=== Input records ===

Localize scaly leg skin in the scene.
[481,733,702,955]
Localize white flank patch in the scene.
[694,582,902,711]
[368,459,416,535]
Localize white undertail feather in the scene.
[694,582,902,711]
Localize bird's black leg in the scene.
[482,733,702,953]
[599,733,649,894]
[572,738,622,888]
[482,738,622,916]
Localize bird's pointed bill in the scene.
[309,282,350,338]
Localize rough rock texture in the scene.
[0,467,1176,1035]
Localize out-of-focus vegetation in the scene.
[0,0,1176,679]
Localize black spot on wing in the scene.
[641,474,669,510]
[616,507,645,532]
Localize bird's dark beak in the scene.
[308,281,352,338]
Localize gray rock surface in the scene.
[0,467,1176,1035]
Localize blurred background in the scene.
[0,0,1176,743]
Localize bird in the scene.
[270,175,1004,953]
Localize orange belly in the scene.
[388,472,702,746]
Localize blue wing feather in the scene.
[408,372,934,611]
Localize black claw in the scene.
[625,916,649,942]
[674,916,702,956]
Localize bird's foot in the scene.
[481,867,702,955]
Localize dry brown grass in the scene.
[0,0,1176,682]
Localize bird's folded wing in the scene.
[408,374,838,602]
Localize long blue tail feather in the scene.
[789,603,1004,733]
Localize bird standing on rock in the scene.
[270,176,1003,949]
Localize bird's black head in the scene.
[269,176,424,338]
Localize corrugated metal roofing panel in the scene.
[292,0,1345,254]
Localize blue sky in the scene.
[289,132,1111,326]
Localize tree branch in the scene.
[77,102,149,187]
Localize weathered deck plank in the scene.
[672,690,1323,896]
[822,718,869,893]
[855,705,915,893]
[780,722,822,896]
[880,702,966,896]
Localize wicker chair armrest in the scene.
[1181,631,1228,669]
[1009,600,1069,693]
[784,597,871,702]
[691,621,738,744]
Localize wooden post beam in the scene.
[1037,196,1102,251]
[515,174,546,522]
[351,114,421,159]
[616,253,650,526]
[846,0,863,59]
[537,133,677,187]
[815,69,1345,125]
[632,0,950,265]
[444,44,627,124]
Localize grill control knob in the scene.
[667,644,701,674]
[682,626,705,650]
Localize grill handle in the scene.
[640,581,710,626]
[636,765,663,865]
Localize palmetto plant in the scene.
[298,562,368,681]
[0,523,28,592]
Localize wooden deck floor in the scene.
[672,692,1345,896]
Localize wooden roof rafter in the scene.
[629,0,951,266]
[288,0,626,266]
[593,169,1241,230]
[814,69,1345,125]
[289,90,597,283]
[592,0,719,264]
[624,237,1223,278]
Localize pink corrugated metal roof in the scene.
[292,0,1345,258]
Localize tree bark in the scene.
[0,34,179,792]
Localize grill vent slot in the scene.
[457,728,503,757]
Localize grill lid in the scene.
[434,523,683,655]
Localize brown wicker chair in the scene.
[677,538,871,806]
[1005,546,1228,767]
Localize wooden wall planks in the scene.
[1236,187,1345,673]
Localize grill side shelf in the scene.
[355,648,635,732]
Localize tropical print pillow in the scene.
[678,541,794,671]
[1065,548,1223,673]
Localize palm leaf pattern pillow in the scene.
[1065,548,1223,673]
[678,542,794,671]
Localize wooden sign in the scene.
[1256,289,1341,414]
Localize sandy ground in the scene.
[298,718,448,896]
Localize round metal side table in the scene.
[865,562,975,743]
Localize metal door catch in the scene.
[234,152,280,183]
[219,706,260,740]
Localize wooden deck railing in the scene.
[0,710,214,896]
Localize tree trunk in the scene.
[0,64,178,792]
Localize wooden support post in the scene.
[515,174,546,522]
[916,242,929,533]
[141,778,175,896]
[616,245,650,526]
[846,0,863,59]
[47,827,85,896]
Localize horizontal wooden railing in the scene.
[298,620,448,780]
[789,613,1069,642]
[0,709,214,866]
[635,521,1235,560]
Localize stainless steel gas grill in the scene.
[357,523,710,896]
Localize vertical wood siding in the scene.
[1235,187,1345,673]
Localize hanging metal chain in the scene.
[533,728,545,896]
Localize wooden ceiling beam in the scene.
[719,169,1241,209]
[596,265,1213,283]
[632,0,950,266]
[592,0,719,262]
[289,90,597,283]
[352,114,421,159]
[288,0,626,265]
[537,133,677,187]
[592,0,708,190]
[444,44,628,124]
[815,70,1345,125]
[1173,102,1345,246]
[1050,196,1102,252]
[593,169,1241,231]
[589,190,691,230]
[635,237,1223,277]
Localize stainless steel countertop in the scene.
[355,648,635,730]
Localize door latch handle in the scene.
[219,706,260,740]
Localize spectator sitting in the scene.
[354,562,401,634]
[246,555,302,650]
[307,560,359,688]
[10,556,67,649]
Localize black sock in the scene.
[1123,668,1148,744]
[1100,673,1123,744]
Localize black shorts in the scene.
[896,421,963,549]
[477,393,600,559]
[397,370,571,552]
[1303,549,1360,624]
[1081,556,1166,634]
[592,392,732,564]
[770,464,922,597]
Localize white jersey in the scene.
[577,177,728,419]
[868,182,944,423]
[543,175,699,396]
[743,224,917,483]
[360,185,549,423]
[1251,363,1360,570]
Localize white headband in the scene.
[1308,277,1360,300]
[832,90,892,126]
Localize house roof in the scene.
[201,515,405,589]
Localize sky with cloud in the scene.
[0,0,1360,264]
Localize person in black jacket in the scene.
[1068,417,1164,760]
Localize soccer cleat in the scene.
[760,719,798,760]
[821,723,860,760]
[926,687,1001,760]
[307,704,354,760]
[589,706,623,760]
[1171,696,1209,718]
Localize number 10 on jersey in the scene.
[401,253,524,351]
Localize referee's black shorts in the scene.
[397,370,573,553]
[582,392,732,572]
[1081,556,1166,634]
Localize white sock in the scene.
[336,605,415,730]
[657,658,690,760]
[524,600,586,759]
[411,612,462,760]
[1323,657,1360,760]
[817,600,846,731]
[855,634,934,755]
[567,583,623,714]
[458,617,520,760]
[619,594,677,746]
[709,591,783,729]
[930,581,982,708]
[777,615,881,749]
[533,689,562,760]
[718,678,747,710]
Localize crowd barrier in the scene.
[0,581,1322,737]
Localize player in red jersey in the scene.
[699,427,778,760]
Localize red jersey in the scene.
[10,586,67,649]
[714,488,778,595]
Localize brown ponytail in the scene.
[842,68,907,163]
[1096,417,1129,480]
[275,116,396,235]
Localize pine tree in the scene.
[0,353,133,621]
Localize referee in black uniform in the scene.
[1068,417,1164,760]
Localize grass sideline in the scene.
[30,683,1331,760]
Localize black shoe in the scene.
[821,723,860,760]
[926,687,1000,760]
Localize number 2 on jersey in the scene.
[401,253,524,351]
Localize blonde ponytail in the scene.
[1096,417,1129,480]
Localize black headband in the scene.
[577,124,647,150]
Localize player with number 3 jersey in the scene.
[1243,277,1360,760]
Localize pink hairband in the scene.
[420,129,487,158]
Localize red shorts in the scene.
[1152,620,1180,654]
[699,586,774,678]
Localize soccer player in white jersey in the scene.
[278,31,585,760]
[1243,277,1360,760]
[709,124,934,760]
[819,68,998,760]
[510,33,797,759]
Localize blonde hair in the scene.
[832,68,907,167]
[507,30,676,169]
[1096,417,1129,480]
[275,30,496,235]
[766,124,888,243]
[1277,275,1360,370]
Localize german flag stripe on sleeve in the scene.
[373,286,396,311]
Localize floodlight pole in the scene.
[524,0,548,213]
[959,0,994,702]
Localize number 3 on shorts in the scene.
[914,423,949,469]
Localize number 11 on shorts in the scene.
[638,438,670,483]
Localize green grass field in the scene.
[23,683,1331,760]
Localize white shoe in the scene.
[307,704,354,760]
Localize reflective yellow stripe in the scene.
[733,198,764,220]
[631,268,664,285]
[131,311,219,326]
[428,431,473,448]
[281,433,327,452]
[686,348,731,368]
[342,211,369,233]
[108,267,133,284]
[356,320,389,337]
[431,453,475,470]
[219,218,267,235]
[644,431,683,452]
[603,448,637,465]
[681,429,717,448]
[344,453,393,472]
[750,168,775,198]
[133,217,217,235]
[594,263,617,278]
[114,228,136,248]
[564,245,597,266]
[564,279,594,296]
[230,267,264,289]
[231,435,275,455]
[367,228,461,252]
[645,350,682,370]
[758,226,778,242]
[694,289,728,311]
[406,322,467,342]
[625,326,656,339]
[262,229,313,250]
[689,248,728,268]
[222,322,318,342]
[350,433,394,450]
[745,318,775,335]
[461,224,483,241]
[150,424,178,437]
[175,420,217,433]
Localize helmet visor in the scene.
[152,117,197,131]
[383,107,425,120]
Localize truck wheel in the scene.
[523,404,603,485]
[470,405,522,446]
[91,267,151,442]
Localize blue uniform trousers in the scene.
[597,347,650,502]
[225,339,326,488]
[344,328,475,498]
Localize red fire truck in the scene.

===

Exercise requirements: Convert the records in the stretch from the line containing "Localize round metal side table in the scene." through the line containing "[357,523,710,896]" into a two-column CSV with the columns text and answer. Give one row per record, and put each field in quotation marks with any line breaks changed to spaces.

Result below:
text,answer
"Localize round metal side table in the scene.","[865,562,975,743]"
"Localize metal door catch in the scene.","[234,152,280,183] [219,706,260,740]"
"Localize wooden deck railing in the scene.","[0,710,214,896]"
"Localize tree trunk in the scene.","[0,64,178,792]"
"Localize wooden support post in the scene.","[515,174,546,522] [916,242,929,533] [141,778,175,896] [616,245,650,526] [846,0,863,59] [47,827,85,896]"
"Localize horizontal wooden railing in the scene.","[298,620,448,780] [789,613,1069,642] [0,709,214,866] [635,521,1235,560]"
"Localize stainless steel gas grill in the scene.","[357,523,710,896]"